Extract provided
____

He was hired by the New York Times to follow up the Watergate scandal and ended up hounding Nixon over Cambodia. Almost 30 years later, Hersh made global headlines all over again with his exposure of the abuse of Iraqi prisoners at Abu Ghraib.

 

Put in the hours

 

For students of journalism his message is put the miles and the hours in. He knew about Abu Ghraib five months before he could write about it, having been tipped off by a senior Iraqi army officer who risked his own life by coming out of Baghdad to Damascus to tell him how prisoners had been writing to their families asking them to come and kill them because they had been “despoiled”. “I went five months looking for a document, because without a document, there’s nothing there, it doesn’t go anywhere.” Hersh returns to US president Barack Obama

 

. He has said before that the confidence of the US press to challenge the US government collapsed post 9/11, but he is adamant that Obama is worse than Bush.

____

Data supplied
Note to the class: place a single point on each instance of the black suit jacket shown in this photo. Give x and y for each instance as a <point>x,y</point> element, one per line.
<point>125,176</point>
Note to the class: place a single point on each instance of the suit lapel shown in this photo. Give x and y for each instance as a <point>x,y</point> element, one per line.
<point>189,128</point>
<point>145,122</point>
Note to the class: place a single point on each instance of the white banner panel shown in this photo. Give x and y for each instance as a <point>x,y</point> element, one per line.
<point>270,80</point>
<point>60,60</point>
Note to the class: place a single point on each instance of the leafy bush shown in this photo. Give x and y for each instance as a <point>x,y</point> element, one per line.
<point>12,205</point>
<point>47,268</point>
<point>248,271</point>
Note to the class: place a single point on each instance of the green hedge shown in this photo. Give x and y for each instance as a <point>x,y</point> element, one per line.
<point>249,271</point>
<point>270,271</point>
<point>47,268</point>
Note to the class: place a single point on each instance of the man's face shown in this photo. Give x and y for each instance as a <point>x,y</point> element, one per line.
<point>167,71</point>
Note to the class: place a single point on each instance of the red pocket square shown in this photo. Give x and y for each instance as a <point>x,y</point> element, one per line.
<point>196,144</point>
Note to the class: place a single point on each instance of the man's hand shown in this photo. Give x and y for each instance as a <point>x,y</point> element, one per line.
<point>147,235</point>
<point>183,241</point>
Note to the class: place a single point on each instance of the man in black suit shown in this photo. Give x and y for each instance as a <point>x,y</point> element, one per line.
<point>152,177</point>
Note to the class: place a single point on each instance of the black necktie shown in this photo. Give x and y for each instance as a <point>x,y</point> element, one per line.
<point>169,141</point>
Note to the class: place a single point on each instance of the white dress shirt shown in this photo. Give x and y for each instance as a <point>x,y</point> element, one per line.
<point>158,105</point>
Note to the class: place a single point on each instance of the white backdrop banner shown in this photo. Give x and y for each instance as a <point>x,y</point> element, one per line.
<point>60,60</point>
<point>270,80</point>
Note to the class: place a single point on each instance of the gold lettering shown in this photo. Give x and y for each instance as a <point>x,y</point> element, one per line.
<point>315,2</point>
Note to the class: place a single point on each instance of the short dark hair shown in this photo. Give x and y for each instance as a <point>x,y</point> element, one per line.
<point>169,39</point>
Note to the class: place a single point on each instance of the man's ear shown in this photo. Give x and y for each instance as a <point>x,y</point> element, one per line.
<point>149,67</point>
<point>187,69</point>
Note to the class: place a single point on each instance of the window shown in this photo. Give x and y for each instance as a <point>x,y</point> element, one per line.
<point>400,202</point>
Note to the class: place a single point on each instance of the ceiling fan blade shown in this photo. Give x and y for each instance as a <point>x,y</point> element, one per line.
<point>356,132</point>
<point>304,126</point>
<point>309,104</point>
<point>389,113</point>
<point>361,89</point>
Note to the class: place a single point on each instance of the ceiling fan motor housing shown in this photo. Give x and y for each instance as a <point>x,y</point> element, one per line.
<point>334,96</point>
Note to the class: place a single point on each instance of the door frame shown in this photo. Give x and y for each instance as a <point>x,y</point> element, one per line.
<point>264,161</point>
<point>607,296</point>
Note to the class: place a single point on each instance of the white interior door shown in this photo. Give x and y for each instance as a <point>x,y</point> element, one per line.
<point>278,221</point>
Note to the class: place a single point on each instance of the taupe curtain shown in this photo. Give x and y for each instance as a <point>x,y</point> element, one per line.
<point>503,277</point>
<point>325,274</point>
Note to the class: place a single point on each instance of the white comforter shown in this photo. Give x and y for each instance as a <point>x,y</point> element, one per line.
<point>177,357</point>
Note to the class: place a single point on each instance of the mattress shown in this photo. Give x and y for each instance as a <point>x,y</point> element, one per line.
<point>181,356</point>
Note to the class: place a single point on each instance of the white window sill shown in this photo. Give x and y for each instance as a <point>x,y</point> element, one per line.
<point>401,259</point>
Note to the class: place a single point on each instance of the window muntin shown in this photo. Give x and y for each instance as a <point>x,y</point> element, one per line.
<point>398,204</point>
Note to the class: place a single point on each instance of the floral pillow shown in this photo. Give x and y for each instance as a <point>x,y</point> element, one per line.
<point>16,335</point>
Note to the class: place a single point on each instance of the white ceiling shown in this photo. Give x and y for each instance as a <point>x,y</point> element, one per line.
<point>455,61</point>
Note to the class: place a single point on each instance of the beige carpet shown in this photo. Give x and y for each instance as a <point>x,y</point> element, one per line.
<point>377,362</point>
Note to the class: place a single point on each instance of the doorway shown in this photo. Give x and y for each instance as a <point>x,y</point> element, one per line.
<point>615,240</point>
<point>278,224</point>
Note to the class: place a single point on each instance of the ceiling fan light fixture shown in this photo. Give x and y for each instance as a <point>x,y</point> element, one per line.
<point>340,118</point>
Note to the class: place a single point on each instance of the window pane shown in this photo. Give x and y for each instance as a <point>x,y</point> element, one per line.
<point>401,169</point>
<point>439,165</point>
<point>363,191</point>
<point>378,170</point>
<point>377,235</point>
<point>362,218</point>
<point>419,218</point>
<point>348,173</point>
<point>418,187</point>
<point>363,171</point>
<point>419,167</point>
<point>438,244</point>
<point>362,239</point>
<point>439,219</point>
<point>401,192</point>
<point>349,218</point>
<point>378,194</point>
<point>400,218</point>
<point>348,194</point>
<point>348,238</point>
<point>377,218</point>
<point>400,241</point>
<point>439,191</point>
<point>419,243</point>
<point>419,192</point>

____

Tasks and exercises
1 - Can you duplicate the Hersh excerpt from "Put in the hours" to "worse than Bush."?
2 - How would you put this sentence from the Hersh excerpt into Spanish: "For students of journalism his message is put the miles and the hours in."?

Expected results
1 -
Put in the hours

 

For students of journalism his message is put the miles and the hours in. He knew about Abu Ghraib five months before he could write about it, having been tipped off by a senior Iraqi army officer who risked his own life by coming out of Baghdad to Damascus to tell him how prisoners had been writing to their families asking them to come and kill them because they had been “despoiled”. “I went five months looking for a document, because without a document, there’s nothing there, it doesn’t go anywhere.” Hersh returns to US president Barack Obama

 

. He has said before that the confidence of the US press to challenge the US government collapsed post 9/11, but he is adamant that Obama is worse than Bush.

2 - Para los estudiantes de periodismo, su mensaje es que hay que recorrer los kilómetros y dedicarle las horas.